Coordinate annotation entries
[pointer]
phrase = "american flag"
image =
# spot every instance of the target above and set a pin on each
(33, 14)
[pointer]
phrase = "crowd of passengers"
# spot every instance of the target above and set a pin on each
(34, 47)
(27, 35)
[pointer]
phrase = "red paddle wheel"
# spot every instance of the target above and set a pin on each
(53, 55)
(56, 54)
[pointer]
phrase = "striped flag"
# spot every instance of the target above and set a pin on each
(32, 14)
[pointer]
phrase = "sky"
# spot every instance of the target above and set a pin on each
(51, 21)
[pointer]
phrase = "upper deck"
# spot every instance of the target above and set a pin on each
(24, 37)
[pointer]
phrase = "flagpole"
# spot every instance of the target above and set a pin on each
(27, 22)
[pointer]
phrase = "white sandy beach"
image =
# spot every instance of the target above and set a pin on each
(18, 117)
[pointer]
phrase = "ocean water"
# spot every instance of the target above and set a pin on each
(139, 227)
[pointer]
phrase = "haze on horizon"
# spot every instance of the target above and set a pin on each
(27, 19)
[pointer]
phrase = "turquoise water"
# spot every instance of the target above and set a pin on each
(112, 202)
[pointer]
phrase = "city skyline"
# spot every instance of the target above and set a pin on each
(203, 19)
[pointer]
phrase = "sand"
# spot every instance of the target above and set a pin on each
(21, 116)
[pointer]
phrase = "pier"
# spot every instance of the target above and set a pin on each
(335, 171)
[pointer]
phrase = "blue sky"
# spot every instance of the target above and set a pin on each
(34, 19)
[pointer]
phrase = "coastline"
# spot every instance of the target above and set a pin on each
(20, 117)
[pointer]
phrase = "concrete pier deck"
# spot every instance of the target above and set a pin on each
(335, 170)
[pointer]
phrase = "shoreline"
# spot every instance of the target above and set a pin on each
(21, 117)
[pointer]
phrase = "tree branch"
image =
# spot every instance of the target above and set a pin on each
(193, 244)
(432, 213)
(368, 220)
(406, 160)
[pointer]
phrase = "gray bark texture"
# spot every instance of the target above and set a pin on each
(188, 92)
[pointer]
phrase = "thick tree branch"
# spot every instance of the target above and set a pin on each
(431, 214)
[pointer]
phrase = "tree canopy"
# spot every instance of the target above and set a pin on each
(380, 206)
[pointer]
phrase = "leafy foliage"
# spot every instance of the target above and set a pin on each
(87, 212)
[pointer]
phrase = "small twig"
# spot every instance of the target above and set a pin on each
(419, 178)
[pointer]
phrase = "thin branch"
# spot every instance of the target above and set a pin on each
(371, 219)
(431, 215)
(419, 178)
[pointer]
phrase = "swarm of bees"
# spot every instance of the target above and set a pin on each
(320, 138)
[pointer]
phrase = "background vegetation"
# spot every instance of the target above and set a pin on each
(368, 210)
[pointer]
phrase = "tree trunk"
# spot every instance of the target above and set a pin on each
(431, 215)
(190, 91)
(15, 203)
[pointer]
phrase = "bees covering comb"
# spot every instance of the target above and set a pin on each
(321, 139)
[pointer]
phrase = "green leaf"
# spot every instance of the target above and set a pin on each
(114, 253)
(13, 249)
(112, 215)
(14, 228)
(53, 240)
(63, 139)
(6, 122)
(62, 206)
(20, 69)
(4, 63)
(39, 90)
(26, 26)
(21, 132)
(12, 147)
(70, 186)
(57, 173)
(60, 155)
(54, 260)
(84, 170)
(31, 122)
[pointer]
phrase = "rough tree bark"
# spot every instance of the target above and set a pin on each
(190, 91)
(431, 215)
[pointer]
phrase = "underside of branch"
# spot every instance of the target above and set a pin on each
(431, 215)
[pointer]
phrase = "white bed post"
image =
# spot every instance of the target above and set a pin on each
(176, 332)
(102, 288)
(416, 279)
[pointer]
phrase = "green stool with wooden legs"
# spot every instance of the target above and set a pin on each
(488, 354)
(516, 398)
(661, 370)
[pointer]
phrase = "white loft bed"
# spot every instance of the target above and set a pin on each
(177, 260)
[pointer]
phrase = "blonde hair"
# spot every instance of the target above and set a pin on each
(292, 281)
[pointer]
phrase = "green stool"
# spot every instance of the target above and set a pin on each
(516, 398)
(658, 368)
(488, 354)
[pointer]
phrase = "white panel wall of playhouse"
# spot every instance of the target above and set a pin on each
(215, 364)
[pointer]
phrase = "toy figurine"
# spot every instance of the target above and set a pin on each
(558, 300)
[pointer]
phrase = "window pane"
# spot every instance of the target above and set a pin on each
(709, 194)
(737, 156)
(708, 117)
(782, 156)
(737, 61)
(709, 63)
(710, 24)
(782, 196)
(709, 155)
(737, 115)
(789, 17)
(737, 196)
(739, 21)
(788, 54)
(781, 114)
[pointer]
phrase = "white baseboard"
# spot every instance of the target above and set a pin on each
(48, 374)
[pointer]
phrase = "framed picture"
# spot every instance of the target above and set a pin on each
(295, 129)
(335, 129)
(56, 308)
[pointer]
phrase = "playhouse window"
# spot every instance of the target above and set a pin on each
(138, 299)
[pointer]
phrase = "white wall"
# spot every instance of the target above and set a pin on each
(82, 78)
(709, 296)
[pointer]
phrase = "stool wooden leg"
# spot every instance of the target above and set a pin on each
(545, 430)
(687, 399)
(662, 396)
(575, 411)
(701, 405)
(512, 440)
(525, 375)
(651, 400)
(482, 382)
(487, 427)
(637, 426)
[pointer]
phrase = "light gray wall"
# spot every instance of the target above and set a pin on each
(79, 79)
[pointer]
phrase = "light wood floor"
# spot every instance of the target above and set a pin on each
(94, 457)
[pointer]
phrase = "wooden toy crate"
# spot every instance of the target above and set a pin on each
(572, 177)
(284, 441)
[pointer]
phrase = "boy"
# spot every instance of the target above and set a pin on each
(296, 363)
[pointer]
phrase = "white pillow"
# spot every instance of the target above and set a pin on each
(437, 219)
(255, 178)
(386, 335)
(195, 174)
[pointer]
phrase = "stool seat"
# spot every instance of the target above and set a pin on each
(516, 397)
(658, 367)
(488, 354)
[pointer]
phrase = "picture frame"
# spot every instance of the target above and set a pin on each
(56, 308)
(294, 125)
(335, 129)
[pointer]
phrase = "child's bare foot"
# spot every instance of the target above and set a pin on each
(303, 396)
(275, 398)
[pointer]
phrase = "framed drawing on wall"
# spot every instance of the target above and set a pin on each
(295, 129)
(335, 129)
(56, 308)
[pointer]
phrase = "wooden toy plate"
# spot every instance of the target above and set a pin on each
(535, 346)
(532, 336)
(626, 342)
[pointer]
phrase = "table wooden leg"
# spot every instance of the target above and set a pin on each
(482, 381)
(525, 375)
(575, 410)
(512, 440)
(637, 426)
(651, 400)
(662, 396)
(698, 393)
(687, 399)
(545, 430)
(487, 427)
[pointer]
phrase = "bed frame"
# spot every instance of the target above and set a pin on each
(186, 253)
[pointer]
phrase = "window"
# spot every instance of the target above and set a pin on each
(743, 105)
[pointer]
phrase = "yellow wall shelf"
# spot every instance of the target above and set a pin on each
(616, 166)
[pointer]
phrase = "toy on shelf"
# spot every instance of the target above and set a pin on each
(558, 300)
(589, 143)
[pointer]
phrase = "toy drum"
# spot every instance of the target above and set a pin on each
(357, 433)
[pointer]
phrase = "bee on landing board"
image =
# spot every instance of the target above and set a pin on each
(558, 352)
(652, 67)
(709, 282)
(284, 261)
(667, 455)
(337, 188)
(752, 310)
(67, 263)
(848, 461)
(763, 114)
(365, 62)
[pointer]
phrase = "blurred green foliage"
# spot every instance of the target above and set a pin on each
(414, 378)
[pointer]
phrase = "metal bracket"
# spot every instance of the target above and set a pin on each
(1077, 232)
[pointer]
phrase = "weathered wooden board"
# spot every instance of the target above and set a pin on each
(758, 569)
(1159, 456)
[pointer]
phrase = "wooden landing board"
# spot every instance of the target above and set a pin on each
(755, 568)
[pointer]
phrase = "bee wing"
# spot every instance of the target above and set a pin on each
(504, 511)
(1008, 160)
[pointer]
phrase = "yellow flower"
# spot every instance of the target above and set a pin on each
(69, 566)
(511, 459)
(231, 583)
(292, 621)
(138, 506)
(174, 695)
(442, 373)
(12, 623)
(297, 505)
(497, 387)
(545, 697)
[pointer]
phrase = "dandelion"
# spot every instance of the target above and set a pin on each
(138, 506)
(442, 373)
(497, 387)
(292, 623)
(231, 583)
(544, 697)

EXERCISE DIRECTIONS
Please gather each line of the entries above that contains the string "window". Case counts.

CORRECT RESULT
phrase = "window pane"
phrase = "playhouse window"
phrase = "window"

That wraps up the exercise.